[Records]
::::

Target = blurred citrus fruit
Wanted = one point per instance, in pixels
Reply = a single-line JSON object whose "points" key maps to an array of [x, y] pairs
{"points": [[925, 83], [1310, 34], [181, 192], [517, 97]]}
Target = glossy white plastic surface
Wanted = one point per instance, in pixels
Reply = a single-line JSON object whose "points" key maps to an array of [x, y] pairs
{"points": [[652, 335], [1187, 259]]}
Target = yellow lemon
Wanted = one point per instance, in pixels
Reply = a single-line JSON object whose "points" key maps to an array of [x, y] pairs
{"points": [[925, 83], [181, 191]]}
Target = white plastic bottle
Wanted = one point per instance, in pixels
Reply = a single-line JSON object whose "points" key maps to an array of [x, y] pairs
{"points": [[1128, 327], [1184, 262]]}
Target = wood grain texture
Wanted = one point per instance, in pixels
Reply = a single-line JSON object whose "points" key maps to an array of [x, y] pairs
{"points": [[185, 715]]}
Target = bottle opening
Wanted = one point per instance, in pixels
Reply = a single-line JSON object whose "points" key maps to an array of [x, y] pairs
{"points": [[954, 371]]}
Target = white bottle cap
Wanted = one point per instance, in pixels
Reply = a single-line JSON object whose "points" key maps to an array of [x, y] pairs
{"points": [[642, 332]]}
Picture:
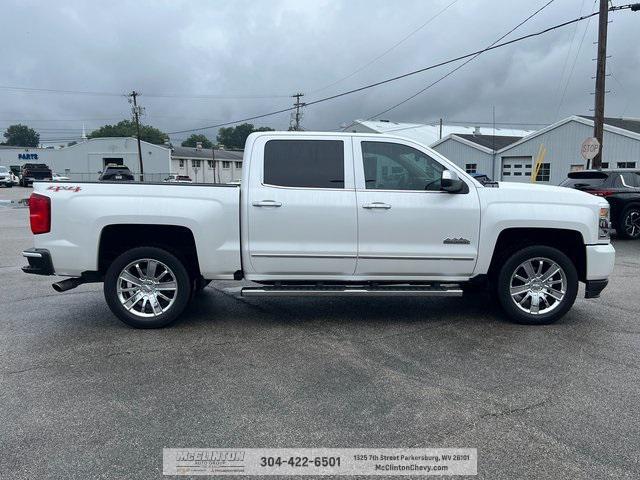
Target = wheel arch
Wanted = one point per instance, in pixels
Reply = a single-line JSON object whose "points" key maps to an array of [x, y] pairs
{"points": [[510, 240], [179, 240]]}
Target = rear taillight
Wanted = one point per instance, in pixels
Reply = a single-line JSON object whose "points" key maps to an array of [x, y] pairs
{"points": [[39, 213], [601, 193]]}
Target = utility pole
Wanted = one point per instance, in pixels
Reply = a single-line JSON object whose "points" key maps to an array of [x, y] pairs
{"points": [[137, 111], [297, 115], [601, 73]]}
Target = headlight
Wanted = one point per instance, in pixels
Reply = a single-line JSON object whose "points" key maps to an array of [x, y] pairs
{"points": [[604, 225]]}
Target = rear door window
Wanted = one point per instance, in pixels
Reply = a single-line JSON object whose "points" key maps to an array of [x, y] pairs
{"points": [[304, 163]]}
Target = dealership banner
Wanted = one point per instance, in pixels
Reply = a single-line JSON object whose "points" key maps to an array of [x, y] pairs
{"points": [[320, 461]]}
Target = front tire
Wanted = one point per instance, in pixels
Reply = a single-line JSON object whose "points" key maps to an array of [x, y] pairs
{"points": [[630, 223], [537, 285], [147, 287]]}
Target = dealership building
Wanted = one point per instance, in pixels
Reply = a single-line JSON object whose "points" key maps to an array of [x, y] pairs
{"points": [[206, 165], [509, 154], [85, 161], [511, 158]]}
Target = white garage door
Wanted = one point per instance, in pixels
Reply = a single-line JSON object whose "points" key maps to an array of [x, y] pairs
{"points": [[516, 169]]}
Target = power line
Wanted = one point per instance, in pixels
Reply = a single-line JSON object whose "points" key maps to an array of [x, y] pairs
{"points": [[397, 77], [392, 47], [451, 72], [149, 95], [566, 59], [573, 66]]}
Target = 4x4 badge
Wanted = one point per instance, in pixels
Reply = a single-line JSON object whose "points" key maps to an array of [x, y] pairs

::::

Put the lines above into a numbered list, starting with the line that contains "Target = power line" and running through the final line of the records. Omit any blank lines.

### COMPLETED EXERCISE
1. Target = power line
2. Wanted = one point per instance, in pixels
3. Reply = a single-line JSON object whose "points" key maps to an array of [x, y] pairs
4. {"points": [[397, 77], [392, 47], [451, 72], [149, 95], [566, 59], [573, 66]]}
5. Target = 4x4 badge
6. Wanted = one point per instance, in pixels
7. Reply = a single-line JSON object whose "points" key maps to an array of [x, y] pairs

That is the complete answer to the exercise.